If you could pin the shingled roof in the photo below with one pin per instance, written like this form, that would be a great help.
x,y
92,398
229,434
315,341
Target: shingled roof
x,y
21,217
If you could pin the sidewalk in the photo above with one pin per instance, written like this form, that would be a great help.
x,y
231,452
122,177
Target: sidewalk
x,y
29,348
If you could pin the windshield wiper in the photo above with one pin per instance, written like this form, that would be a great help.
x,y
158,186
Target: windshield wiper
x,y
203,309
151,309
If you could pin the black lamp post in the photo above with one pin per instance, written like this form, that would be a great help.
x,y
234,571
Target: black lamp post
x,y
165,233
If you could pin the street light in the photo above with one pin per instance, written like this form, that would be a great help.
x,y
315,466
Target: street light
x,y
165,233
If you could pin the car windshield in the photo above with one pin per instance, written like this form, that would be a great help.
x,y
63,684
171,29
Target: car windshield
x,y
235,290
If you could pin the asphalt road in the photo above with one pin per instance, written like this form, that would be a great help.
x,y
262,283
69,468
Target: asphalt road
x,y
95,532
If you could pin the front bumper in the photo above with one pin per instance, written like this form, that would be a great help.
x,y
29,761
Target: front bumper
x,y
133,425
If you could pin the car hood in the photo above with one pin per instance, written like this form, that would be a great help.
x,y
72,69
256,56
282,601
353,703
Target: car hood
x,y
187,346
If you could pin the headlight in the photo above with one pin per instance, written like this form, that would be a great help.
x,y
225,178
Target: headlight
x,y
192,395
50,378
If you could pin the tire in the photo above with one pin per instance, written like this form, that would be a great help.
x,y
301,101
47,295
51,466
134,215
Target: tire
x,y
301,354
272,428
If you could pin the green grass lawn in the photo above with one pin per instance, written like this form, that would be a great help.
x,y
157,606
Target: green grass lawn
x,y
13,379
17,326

***

[Problem to solve]: Retype the listing. Match it exactly.

[Expected answer]:
If you could pin the shingled roof in the photo below with one pin per instance, written like this form, that would be a great help.
x,y
92,398
229,434
315,341
Target: shingled roof
x,y
21,217
If you could pin the sidewalk in the photo above with one pin per instance, written like this form, that would be a great help.
x,y
231,452
122,177
Target: sidewalk
x,y
29,348
If you could pin the windshield wiper in the photo above with one pin per instance, written like this form, that would be a great help.
x,y
158,186
Target: windshield wiper
x,y
203,309
151,309
If you could pin the black lamp post in the photo above with one pin per instance, written like this form, that would be a great help.
x,y
234,571
Target: black lamp post
x,y
165,233
If you could pin the street light in the photo above with one pin per instance, written like this form, that would be a great help.
x,y
315,466
Target: street light
x,y
165,233
If you could pin the car windshield in the photo above with one pin per instance, written like this form, that would be a great help.
x,y
63,684
171,29
Target: car windshield
x,y
235,290
If you could pin the asphalt road in the photo above with one pin per instance, written like this form, that would be a great help.
x,y
262,283
69,468
Target: asphalt road
x,y
95,532
If you could pin the front bumper in the photo above with one pin per instance, written like this form, that would be a great help.
x,y
29,761
Target: front bumper
x,y
133,425
If you could pin the car hood in the photo above with one pin per instance, written like this form, that would be a great help.
x,y
72,69
256,56
282,601
353,703
Target: car hood
x,y
187,346
If you could pin the headlight in the photo above with one pin per instance, written like this form, that would be a great help.
x,y
225,178
Target: headlight
x,y
192,395
50,378
If you could pin the tire in the photo above with one pin per instance, written like this form, that would be a great help.
x,y
301,101
47,295
51,466
134,215
Target: tire
x,y
301,354
272,428
If you could pin the green grass lawn in the photo above with one pin per instance, written like this form, that would be a great help.
x,y
157,606
Target: green grass lawn
x,y
13,379
17,326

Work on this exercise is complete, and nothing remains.